* Given task
Reproduce word for word the part of the circle-center solution that starts with "If A and B are" and goes on through "the same distance.".

* Page text
++++++++++

If the diameter of a circle has endpoints A(7, 2) and B(-1, 8), where is the center of the circle?

1 Answer
Feb 28, 2016

Centre of the circle lies at : #(x,y)=(3,5)#

Explanation:

Suppose if #\vec{r_A}=(x_A, y_A)# and #\vec{r_B}=(x_B, y_B)# are the position vectors of any two points A and B in a plane space, then the position vector of any point C along the line connecting the two points can be written as a parametric equation : #\vec{r} = \vec{r_A}+\gamma(\vec{r_B}-\vec{r_B})#
X Component: #x = x_A + \gamma (x_B-x_A)#;
Y Component: #y = y_A + \gamma (y_B-y_A)#;

If #d# is the distance of point C from point A and #D# the distance between points A and B, then #\gamma = d/D#

Solution: We are given -
#\vec{r_A}=(x_A, y_A)=(7,2); \qquad \vec{r_B}=(x_B, y_B)=(-1, 8)#.

If A and B are the end points along the diameter then we know that the centre of the circle is the midpoint between the two. i.e #d=D/2#.

So #\gamma=d/D =1/2#

So the coordinates of the centre #(x,y)# are :
#x = x_A+1/2(x_B-x_A)=7+1/2(-1-7)=3#;
#y = y_A+1/2(y_B-y_A)=2+1/2(8-2)=5#

Therefore #(x,y)=(3,5)# is the centre.

Note: You can verify the correctness of the solution by finding the distance between the centre and the two points and verify that they are at the same distance.
A-C Distance:
#d_{AC}=\sqrt{(x-x_A)^2=(y-y_A)^2}#
#\qquad=\sqrt{(3-7)^2+(5-2)^2}=5#
B-C Distance:
#d_{BC}=\sqrt{(x-x_B)^2=(y-y_B)^2}#
#\qquad=\sqrt{(3-(-1))^2+(5-8)^2}=5#

++++++++++

* Given entries

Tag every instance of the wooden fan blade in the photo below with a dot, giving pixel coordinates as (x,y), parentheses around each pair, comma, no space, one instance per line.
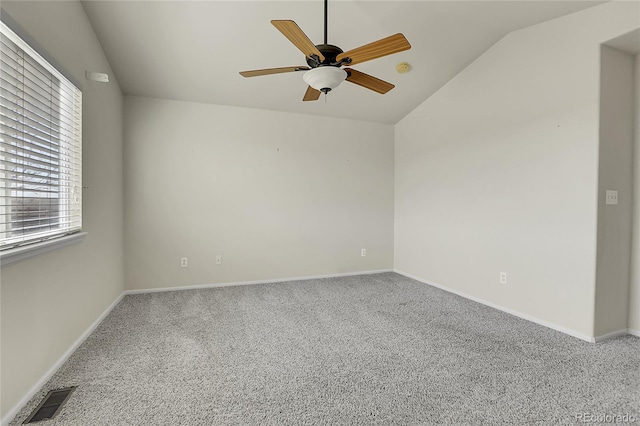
(267,71)
(368,81)
(292,31)
(386,46)
(311,94)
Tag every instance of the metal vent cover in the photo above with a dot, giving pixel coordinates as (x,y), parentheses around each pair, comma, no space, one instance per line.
(50,405)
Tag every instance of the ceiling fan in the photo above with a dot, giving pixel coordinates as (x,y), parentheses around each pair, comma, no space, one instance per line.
(325,61)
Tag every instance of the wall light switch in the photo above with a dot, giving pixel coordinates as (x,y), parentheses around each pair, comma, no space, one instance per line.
(612,197)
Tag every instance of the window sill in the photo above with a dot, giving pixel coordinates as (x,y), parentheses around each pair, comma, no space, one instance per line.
(22,253)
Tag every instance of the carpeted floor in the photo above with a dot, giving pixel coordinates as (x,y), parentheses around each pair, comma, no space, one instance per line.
(372,349)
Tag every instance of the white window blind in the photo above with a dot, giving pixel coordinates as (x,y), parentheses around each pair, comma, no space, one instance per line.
(40,147)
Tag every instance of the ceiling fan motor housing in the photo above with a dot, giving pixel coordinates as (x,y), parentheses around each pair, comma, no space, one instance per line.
(329,51)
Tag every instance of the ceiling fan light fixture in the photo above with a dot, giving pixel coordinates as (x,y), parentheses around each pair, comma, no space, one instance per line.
(325,78)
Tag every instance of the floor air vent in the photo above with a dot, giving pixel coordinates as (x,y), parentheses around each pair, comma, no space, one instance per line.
(50,405)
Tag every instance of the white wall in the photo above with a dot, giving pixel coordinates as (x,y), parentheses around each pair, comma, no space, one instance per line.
(634,291)
(48,301)
(614,173)
(498,171)
(278,195)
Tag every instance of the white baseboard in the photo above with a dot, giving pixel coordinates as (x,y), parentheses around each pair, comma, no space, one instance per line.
(611,335)
(503,309)
(236,283)
(46,376)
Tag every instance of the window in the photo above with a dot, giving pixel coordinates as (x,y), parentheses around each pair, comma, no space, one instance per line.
(40,147)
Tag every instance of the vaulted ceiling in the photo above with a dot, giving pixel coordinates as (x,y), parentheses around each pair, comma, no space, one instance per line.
(193,50)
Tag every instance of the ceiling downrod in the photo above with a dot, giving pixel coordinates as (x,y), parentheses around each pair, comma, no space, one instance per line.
(326,8)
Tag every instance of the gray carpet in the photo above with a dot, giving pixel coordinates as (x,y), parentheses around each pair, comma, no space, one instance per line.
(373,349)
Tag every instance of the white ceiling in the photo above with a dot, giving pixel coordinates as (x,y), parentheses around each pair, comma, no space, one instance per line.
(193,50)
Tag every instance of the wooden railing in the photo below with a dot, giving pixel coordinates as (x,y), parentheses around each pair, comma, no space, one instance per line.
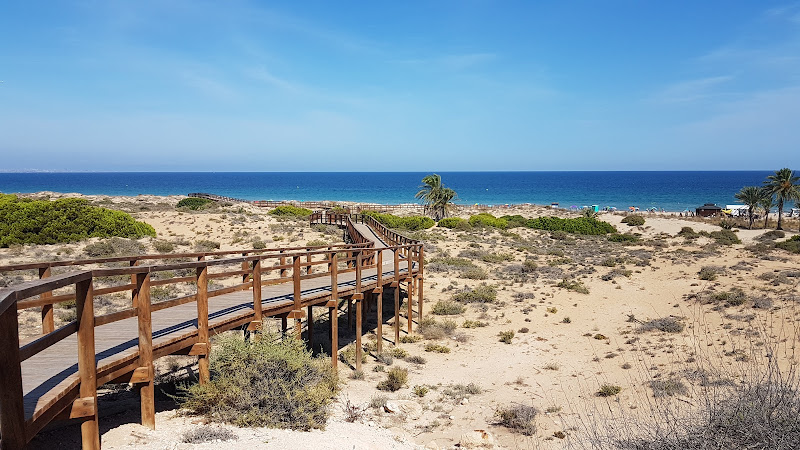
(249,269)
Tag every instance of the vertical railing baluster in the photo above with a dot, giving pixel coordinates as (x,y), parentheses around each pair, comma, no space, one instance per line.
(358,297)
(146,387)
(202,324)
(48,321)
(87,369)
(12,405)
(333,309)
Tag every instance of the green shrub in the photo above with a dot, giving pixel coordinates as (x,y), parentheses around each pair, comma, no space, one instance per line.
(519,418)
(688,233)
(290,211)
(668,387)
(607,390)
(623,237)
(734,297)
(482,293)
(447,308)
(709,273)
(24,221)
(725,237)
(506,336)
(410,338)
(266,381)
(456,223)
(573,285)
(163,246)
(195,204)
(791,245)
(396,378)
(487,220)
(114,247)
(474,324)
(206,245)
(665,324)
(432,329)
(634,220)
(577,225)
(475,273)
(514,221)
(437,348)
(412,223)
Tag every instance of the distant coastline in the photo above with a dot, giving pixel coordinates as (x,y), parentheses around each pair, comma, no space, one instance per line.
(668,190)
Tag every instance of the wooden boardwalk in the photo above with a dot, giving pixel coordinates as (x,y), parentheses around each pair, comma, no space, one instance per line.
(55,376)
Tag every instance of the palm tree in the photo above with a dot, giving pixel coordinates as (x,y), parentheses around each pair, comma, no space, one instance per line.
(435,196)
(784,185)
(766,203)
(750,196)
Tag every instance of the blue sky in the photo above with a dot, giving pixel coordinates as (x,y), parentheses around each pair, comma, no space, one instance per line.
(401,86)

++++++++++

* Finished answer
If A and B are the end points along the diameter then we know that the centre of the circle is the midpoint between the two. i.e #d=D/2#.

So #\gamma=d/D =1/2#

So the coordinates of the centre #(x,y)# are :
#x = x_A+1/2(x_B-x_A)=7+1/2(-1-7)=3#;
#y = y_A+1/2(y_B-y_A)=2+1/2(8-2)=5#

Therefore #(x,y)=(3,5)# is the centre.

Note: You can verify the correctness of the solution by finding the distance between the centre and the two points and verify that they are at the same distance.